■ **STATED GOAL A**: Pull out the part of the eyeshadow forum thread starting with "# Do I need" and going on through "little more shimmery.", keeping every word and mark as it is.

==== QUOTED PASSAGE

# Do I need both NAKED LUNCH and JEST?



## curlyqmishee (Apr 3, 2006)

I have naked lunch and bought JEST forgetting that I already have naked lunch...they look quite similar but JEST seems a little more shimmery.  

Should I return the Jest and get something else?   It looks like a great lid color.   But  I hate having colors that are almost exactly alike...like budding beauty and sushi flower! 

Thanks!


----------



## Brianne (Apr 3, 2006)

They don't look alike on me (then again I'm pretty pale - NW20).
Jest is more peachy than Naked Lunch, which is a nude/peach on me.


----------



## ledonatella (Apr 3, 2006)

Quote:

   Originally Posted by *Brianne* 
_They don't look alike on me (then again I'm pretty pale - NW20).
Jest is more peachy than Naked Lunch, which is a nude/peach on me._

 
 ITA, Jest on me (NC20) is more peachy whereas Naked Lunch is straight up beige.


----------



## absolut_blonde (Apr 3, 2006)

I seem to be in the minority on this, but I actually find Naked Lunch a bit more peachy/warm than Jest.

Jest is like a cool peach with silvery frost, whereas Naked Lunch is a slightly warmer peachy-beige. On me, Jest almost seems to have a tiny hint of pink in it compared to NL (probably because Jest is cooler). At any rate, I much prefer Jest. The differences are subtle, but on me, Jest is somehow much more flattering. Oh, I'm a blonde neutral-ish PPP, BTW.

========
==== PROVIDED DATA

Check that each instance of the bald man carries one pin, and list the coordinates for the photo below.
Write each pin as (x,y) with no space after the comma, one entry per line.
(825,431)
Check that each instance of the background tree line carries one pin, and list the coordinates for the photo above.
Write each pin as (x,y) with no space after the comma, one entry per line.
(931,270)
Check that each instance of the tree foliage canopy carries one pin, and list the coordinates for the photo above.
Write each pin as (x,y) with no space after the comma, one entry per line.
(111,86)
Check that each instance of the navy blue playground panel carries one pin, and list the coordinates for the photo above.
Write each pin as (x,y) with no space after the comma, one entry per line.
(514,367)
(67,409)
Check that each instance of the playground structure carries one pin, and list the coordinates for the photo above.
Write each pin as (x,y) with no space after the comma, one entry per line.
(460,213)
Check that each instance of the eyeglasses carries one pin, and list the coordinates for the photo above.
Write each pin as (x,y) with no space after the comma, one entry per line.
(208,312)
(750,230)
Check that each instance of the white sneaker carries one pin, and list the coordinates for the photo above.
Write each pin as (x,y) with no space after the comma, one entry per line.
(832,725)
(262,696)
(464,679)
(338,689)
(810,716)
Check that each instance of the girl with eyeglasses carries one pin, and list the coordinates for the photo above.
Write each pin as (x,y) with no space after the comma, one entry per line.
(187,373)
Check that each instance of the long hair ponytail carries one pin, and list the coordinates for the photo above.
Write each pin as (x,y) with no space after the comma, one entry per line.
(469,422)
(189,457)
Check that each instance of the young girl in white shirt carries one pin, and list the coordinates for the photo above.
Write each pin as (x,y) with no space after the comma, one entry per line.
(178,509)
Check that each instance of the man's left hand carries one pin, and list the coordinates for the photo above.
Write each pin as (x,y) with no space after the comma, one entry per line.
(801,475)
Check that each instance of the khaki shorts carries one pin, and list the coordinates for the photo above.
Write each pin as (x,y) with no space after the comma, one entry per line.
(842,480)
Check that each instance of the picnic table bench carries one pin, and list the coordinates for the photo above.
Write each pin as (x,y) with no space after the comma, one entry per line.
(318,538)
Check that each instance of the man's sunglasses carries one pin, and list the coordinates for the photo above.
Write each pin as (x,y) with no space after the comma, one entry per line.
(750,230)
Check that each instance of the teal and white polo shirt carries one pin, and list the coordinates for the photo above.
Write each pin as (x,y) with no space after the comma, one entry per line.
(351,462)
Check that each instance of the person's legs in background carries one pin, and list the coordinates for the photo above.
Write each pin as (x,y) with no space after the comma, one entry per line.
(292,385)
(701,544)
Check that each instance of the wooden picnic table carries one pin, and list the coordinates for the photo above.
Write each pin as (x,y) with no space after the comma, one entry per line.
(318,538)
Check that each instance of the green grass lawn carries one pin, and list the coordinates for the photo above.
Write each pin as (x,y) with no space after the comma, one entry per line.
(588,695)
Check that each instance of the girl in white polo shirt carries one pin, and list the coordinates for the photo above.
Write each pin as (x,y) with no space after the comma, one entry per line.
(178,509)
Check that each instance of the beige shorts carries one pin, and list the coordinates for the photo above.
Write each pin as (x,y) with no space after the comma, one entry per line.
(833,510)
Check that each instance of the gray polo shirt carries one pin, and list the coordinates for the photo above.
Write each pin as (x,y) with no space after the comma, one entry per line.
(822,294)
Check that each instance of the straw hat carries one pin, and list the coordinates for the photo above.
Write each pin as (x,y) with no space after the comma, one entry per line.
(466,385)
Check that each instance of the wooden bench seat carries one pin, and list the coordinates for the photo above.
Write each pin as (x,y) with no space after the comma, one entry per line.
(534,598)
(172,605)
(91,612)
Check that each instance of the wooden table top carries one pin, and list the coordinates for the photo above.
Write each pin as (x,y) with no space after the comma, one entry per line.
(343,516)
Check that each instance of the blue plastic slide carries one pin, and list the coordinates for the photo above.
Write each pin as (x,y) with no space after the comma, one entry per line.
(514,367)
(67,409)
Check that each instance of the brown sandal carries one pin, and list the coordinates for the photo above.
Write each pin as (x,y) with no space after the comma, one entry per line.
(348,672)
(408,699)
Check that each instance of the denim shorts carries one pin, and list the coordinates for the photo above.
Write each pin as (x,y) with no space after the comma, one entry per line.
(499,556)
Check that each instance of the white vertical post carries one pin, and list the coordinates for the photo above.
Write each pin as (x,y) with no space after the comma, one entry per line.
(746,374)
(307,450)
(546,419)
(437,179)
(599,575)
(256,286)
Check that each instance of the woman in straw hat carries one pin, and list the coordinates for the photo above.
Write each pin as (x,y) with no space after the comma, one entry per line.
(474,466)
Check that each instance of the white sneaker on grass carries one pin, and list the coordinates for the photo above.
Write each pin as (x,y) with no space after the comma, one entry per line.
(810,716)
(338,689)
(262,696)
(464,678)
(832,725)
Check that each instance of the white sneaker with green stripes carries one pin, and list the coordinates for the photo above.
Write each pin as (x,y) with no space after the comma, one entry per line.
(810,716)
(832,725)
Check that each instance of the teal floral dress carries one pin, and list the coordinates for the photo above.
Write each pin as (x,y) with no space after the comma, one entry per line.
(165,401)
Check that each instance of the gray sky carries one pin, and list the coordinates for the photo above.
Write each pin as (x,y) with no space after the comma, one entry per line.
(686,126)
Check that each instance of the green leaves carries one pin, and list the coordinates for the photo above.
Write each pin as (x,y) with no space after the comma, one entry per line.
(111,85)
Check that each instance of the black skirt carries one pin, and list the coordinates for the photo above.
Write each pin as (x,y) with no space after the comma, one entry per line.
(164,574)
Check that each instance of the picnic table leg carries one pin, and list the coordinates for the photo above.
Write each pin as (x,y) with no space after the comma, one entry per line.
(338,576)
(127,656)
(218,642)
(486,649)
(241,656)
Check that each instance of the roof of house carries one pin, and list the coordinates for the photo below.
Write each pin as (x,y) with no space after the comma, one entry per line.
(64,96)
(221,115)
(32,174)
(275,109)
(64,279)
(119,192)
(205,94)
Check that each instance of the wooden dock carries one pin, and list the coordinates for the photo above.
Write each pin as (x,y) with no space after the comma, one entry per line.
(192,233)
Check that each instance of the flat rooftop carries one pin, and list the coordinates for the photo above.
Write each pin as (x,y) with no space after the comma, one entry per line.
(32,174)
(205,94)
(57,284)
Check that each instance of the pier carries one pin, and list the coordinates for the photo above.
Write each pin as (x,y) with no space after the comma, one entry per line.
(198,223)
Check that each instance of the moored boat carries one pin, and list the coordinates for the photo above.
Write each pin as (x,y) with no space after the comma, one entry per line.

========

■ **STATED GOAL B**: Copy the listing from the line with "Check that each instance of the wooden dock" down to its last line, changing nothing.

■ **EXPECTED OUTPUT A**:
# Do I need both NAKED LUNCH and JEST?



## curlyqmishee (Apr 3, 2006)

I have naked lunch and bought JEST forgetting that I already have naked lunch...they look quite similar but JEST seems a little more shimmery.

■ **EXPECTED OUTPUT B**:
Check that each instance of the wooden dock carries one pin, and list the coordinates for the photo above.
Write each pin as (x,y) with no space after the comma, one entry per line.
(192,233)
Check that each instance of the flat rooftop carries one pin, and list the coordinates for the photo above.
Write each pin as (x,y) with no space after the comma, one entry per line.
(32,174)
(205,94)
(57,284)
Check that each instance of the pier carries one pin, and list the coordinates for the photo above.
Write each pin as (x,y) with no space after the comma, one entry per line.
(198,223)
Check that each instance of the moored boat carries one pin, and list the coordinates for the photo above.
Write each pin as (x,y) with no space after the comma, one entry per line.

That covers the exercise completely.